### TASK INPUTS
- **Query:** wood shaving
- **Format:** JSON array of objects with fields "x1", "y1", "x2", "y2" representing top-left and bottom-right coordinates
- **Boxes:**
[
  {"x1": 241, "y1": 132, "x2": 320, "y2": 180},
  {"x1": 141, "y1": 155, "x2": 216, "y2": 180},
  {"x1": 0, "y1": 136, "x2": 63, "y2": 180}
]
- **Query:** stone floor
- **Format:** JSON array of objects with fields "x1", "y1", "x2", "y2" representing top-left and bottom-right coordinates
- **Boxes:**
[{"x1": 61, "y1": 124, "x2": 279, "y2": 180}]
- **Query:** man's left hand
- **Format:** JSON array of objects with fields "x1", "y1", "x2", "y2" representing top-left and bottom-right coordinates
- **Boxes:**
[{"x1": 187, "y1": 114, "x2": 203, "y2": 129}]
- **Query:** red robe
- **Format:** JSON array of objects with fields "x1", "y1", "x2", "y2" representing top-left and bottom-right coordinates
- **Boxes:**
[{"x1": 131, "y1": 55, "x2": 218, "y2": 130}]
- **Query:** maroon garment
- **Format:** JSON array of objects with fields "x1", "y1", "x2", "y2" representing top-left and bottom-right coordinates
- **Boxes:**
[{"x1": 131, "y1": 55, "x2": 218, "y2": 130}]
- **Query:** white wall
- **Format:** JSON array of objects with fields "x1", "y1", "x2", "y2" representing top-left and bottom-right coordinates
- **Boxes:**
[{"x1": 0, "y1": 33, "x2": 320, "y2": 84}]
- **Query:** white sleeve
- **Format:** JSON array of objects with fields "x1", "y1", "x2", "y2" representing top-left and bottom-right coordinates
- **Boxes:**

### GOAL
Reproduce all of the data above line for line, with no changes of any kind.

### IN RESPONSE
- **Query:** wood shaving
- **Format:** JSON array of objects with fields "x1", "y1", "x2", "y2" representing top-left and bottom-right coordinates
- **Boxes:**
[
  {"x1": 241, "y1": 132, "x2": 320, "y2": 180},
  {"x1": 141, "y1": 155, "x2": 216, "y2": 180},
  {"x1": 0, "y1": 136, "x2": 63, "y2": 180}
]
- **Query:** stone floor
- **Format:** JSON array of objects with fields "x1", "y1", "x2", "y2" representing top-left and bottom-right coordinates
- **Boxes:**
[{"x1": 61, "y1": 124, "x2": 279, "y2": 180}]
- **Query:** man's left hand
- **Format:** JSON array of objects with fields "x1", "y1", "x2", "y2" representing top-left and bottom-right coordinates
- **Boxes:**
[{"x1": 187, "y1": 114, "x2": 203, "y2": 129}]
- **Query:** red robe
- **Format:** JSON array of objects with fields "x1", "y1", "x2", "y2" representing top-left and bottom-right coordinates
- **Boxes:**
[{"x1": 131, "y1": 55, "x2": 218, "y2": 130}]
- **Query:** maroon garment
- **Format:** JSON array of objects with fields "x1", "y1", "x2", "y2" representing top-left and bottom-right coordinates
- **Boxes:**
[{"x1": 131, "y1": 55, "x2": 218, "y2": 130}]
- **Query:** white wall
- **Format:** JSON array of objects with fields "x1", "y1", "x2", "y2" representing top-left and bottom-right coordinates
- **Boxes:**
[{"x1": 0, "y1": 33, "x2": 320, "y2": 84}]
- **Query:** white sleeve
- **Format:** JSON array of objects with fields "x1", "y1", "x2", "y2" representing top-left and bottom-right coordinates
- **Boxes:**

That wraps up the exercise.